==== TEXTE FOURNI ====

Inconnu
Mais Cannes n'est pas qu'une immense salle de projection. C'est aussi un important Marché du Film, où producteurs et distributeurs se rencontrent, où des films se vendent et s'achètent, où des projets se créent. Fellini, tout en arpentant la Croisette, confie à Mel Ferrer les grandes lignes de son prochain film, "Roma". Quant à Claude Lelouch, il travaille chauqe jour au scénario de "L'Aventure, c'est l'aventure".
Claude Lelouch
C'est un marché au film, c'est une foire au film, je crois que c'est une grande affaire commerciale, parce que les gens se rencontrent, discutent, et préparent les projets de l'année prochaine, voyez... Mais je pense que les projets en cours ou les films terminés sont déjà faits, terminés. Je veux dire, au moment où on arrive à Cannes... D'abord, si on est acheteur de film, il ne faut pas venir à Cannes l'acheter, d'abord on le paye plus cher et enfin il y a des films qui se traitent, mais des films qui auraient eu du mal à se vendre à Paris ou dans d'autres villes, qui peuvent se vendre plus facilement ici, parce qu'il y a des gens qui sont venus ici pour acheter et qui ne veulent pas repartir bredouille, alors des fois, ils achètent un peu n'importe quoi.

==== LIGNES RÉPERTORIÉES ====

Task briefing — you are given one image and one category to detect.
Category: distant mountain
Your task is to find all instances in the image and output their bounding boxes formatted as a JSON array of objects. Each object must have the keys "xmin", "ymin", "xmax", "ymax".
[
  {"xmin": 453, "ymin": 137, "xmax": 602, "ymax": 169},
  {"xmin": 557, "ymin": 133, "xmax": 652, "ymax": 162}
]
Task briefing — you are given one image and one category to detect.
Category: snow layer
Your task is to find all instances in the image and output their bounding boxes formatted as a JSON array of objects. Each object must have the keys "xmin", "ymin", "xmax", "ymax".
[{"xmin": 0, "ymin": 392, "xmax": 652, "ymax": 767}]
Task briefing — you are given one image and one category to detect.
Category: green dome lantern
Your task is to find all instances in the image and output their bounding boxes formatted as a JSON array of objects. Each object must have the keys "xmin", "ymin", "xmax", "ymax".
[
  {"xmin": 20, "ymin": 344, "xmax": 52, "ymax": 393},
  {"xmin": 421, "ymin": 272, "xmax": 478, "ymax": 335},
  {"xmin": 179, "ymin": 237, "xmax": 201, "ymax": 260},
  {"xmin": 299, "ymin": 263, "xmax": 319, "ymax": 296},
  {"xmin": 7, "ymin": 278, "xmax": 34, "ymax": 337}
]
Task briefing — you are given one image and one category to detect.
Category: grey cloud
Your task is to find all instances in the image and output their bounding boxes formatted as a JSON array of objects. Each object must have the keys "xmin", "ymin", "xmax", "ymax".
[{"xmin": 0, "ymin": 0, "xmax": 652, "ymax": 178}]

====

> VOTRE CONSIGNE:
Prolongez le texte sur le Marché du Film de Cannes, en reprenant juste après sa dernière phrase.

> RÉPONSE:
Alain Beverini
L'aspect commercial et professionnel de ce festival ne doit pas nous faire oublier la compétition. Et cette année, nous n'avons pas à nous plaindre, les films de qualité sont nombreux. Ils nous viennent surtout de l'étranger, portés par un léger vent de contestation. Et s'il fallait faire un pronostic, nous choisirions "Johnny Got his Gun", premier film du scénariste Dalton Trumbo, plaidoyer contre la guerre, "Joe Hill", du suédois Bo Viderberg, et "Taking Off", de Milos Forman.
Claude Lelouch
Je pense que le Festival de Cannes est devenu maintenant un vrai festival du film, il s'est débarassé, il lui a fallu vingt-cinq ans pour se débarasser des starlettes, il lui a fallu vingt-cinq ans pour se débarasser de son folklore, et je pense que dans une dizaine d'années, alors ça sera complètement assaini, et ça sera vraiment un vrai festival de professionnels.
Alain Beverini
Alors, professionnels ou pas professionnels, il ne faut pas qu'il y ait de starlettes ? Il ne faut pas qu'il y ait de folklore ?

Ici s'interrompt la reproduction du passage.